# Task description
Rewrite every line of the rows below as a Markdown table with the columns No. and Text. Number the lines in order and skip any blank ones.

# Material provided
>>>

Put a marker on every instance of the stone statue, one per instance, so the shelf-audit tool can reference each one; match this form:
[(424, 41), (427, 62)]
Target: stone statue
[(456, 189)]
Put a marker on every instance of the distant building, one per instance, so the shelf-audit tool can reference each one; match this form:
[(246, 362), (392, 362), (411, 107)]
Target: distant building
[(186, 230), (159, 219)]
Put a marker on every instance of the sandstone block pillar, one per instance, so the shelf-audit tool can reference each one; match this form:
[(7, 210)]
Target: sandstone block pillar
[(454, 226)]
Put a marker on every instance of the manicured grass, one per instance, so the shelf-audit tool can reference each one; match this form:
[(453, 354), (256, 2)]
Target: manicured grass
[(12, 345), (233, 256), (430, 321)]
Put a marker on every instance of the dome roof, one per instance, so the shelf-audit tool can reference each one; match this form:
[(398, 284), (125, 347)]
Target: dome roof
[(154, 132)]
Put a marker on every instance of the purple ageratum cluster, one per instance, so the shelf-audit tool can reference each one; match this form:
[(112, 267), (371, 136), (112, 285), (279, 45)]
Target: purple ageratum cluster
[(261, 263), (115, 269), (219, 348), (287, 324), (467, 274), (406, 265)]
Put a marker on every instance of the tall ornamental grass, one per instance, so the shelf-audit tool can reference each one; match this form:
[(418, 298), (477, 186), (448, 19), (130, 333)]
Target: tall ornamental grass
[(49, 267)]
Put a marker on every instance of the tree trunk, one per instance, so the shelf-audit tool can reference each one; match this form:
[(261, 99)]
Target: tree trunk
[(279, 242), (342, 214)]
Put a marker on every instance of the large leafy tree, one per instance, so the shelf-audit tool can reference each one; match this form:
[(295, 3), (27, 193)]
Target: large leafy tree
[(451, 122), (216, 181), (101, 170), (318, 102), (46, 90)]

<<<

# Response to this exercise
| No. | Text |
|---|---|
| 1 | Put a marker on every instance of the stone statue, one per instance, so the shelf-audit tool can reference each one; match this form: |
| 2 | [(424, 41), (427, 62)] |
| 3 | Target: stone statue |
| 4 | [(456, 189)] |
| 5 | Put a marker on every instance of the distant building, one per instance, so the shelf-audit tool can reference each one; match this form: |
| 6 | [(246, 362), (392, 362), (411, 107)] |
| 7 | Target: distant building |
| 8 | [(186, 230), (159, 219)] |
| 9 | Put a marker on every instance of the sandstone block pillar, one per instance, so the shelf-audit tool can reference each one; match this form: |
| 10 | [(7, 210)] |
| 11 | Target: sandstone block pillar |
| 12 | [(454, 226)] |
| 13 | Put a marker on every instance of the manicured grass, one per instance, so the shelf-audit tool can reference each one; match this form: |
| 14 | [(453, 354), (256, 2)] |
| 15 | Target: manicured grass |
| 16 | [(12, 345), (233, 256), (430, 321)] |
| 17 | Put a marker on every instance of the dome roof, one per instance, so the shelf-audit tool can reference each one; match this form: |
| 18 | [(398, 284), (125, 347)] |
| 19 | Target: dome roof |
| 20 | [(154, 132)] |
| 21 | Put a marker on every instance of the purple ageratum cluster, one per instance, so the shelf-audit tool can reference each one; match this form: |
| 22 | [(112, 267), (371, 136), (112, 285), (279, 45)] |
| 23 | Target: purple ageratum cluster |
| 24 | [(261, 263), (115, 269), (219, 348), (287, 324), (467, 274), (406, 265)] |
| 25 | Put a marker on every instance of the tall ornamental grass, one per instance, so the shelf-audit tool can reference each one; match this form: |
| 26 | [(418, 298), (477, 186), (448, 19), (130, 333)] |
| 27 | Target: tall ornamental grass |
| 28 | [(49, 267)] |
| 29 | Put a marker on every instance of the tree trunk, one per instance, so the shelf-audit tool can reference each one; match this form: |
| 30 | [(261, 99)] |
| 31 | Target: tree trunk |
| 32 | [(279, 242), (342, 214)] |
| 33 | Put a marker on every instance of the large leafy tree, one per instance, so the shelf-audit tool can reference each one; match this form: |
| 34 | [(295, 3), (27, 193)] |
| 35 | Target: large leafy tree |
| 36 | [(451, 122), (216, 181), (101, 170), (318, 102), (46, 90)] |